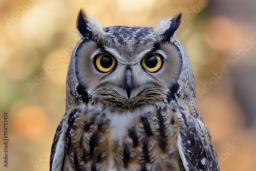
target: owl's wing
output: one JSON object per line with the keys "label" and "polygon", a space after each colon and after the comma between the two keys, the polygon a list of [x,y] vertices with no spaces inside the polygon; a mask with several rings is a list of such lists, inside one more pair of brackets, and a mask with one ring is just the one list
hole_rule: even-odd
{"label": "owl's wing", "polygon": [[183,131],[178,136],[180,156],[186,171],[219,170],[216,152],[207,126],[191,116],[182,115]]}
{"label": "owl's wing", "polygon": [[56,131],[51,150],[50,161],[50,171],[62,171],[65,161],[65,140],[62,119]]}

----

◆ Exercise requirements ◆
Reproduce all of the lines above word for word, but omit the picture.

◆ Exercise response ◆
target: owl's wing
output: one JSON object per line with the keys "label" and "polygon", a space after each colon and after the comma between the two keys, the polygon a list of [x,y] vertices with no spaces inside the polygon; a mask with several rings is a list of such lists, inside one more pair of brackets, and a mask with one ring is just the one list
hole_rule: even-odd
{"label": "owl's wing", "polygon": [[183,131],[178,136],[180,156],[186,171],[219,170],[216,152],[207,126],[191,116],[182,115]]}
{"label": "owl's wing", "polygon": [[56,131],[51,150],[50,161],[50,171],[62,171],[65,161],[65,140],[62,119]]}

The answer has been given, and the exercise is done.